[INPUT FOR THIS TASK — start]
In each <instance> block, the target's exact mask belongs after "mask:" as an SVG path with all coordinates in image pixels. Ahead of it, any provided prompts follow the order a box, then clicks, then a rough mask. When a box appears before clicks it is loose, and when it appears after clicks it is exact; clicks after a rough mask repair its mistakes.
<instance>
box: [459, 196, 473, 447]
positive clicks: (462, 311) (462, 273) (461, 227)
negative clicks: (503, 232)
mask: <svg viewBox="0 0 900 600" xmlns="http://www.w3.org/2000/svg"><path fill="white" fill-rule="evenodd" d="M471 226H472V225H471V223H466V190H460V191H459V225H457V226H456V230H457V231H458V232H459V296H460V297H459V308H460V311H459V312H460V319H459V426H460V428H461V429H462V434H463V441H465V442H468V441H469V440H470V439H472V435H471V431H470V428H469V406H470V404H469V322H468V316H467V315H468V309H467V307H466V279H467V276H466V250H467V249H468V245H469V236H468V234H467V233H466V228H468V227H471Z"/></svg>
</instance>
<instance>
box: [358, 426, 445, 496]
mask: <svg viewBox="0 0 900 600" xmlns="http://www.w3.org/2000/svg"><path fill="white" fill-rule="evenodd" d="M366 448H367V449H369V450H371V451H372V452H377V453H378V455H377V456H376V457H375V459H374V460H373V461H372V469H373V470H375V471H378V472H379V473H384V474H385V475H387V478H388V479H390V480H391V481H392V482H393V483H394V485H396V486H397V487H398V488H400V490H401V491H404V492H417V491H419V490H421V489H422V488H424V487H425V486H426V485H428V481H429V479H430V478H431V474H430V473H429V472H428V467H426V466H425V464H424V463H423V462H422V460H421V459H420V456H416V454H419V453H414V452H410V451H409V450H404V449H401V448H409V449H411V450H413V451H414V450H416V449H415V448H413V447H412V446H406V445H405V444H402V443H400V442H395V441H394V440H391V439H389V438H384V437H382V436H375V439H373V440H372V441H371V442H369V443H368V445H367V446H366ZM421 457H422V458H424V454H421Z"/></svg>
[INPUT FOR THIS TASK — finish]
[INPUT FOR THIS TASK — start]
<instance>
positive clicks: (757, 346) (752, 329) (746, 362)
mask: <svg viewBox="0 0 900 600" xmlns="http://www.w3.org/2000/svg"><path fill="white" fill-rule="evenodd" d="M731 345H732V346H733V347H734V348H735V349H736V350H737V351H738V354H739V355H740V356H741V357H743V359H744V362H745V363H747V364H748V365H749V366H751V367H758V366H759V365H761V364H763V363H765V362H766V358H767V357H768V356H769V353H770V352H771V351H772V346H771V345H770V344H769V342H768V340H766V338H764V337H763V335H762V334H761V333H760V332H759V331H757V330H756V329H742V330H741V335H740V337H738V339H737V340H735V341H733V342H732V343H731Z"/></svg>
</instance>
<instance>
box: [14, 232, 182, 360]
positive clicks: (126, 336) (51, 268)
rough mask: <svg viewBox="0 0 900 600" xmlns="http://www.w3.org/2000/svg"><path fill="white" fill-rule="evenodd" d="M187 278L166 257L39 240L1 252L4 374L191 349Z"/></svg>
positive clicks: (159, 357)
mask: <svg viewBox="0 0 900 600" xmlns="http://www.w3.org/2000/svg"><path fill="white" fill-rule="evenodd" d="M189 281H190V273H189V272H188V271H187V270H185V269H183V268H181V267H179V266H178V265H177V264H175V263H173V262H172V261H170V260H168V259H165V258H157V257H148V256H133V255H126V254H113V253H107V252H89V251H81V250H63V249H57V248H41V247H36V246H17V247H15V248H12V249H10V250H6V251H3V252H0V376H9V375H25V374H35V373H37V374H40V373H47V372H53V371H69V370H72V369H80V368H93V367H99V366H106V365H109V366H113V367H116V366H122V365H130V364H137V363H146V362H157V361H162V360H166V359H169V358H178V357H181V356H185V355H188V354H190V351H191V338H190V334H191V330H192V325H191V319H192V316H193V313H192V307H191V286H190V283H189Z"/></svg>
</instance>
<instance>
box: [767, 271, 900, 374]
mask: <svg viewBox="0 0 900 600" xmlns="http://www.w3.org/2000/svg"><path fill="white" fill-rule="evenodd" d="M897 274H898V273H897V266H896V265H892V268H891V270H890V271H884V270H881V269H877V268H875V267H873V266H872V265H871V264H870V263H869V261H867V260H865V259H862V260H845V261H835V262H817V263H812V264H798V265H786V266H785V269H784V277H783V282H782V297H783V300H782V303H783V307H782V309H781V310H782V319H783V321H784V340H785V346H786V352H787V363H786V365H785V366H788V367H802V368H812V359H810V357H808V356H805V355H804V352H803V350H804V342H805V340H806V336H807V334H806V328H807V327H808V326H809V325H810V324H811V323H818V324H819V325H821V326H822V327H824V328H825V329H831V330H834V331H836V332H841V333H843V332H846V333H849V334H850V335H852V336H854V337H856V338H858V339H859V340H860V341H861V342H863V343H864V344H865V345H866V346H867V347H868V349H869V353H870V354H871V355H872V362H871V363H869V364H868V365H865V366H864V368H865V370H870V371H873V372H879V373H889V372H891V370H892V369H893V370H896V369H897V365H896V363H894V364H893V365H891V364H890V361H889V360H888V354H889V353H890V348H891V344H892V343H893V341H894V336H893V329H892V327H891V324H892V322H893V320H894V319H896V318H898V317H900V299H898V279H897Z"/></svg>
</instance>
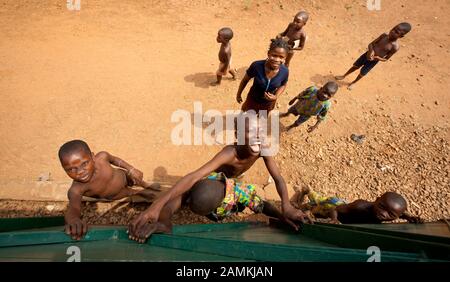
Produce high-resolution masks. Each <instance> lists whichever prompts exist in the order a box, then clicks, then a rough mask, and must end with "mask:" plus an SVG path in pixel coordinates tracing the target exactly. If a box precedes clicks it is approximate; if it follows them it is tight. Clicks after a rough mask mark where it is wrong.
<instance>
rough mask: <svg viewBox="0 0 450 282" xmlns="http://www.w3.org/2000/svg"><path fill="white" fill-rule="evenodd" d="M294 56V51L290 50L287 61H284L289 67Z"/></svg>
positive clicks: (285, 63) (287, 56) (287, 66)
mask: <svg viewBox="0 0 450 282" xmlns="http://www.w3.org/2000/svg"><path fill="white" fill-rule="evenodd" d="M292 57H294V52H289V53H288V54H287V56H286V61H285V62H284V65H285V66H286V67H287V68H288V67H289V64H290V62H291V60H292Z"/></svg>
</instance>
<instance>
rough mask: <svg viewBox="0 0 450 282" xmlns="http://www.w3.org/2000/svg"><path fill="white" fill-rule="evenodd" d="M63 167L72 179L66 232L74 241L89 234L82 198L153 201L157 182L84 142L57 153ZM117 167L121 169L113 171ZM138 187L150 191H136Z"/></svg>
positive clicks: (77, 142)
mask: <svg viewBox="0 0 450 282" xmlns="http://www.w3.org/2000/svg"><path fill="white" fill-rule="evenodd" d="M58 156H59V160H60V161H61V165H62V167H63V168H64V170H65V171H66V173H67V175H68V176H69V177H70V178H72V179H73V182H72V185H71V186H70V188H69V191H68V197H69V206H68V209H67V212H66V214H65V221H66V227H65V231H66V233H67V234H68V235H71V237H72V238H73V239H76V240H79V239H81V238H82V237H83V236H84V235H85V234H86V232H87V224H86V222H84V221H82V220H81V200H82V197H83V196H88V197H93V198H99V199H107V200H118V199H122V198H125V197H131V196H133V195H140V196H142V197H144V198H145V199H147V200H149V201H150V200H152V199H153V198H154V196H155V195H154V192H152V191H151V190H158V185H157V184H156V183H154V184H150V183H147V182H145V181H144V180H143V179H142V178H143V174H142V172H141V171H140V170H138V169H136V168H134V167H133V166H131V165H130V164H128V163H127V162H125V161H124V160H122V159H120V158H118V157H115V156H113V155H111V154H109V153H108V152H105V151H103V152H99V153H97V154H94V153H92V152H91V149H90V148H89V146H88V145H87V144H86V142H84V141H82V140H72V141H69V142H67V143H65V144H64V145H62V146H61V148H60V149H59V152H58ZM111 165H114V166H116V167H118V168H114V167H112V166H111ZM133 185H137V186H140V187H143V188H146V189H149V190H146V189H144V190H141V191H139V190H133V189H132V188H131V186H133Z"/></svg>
[INPUT FOR THIS TASK — finish]
WHAT YOU ARE ASKED TO DO
Pick out each line above that contains the string "positive", and copy those lines.

RESPONSE
positive clicks: (462, 311) (462, 273) (461, 227)
positive clicks: (757, 346) (752, 329) (746, 362)
positive clicks: (126, 336) (51, 268)
positive clicks: (159, 357)
positive clicks: (285, 63) (287, 56) (287, 66)
positive clicks: (77, 142)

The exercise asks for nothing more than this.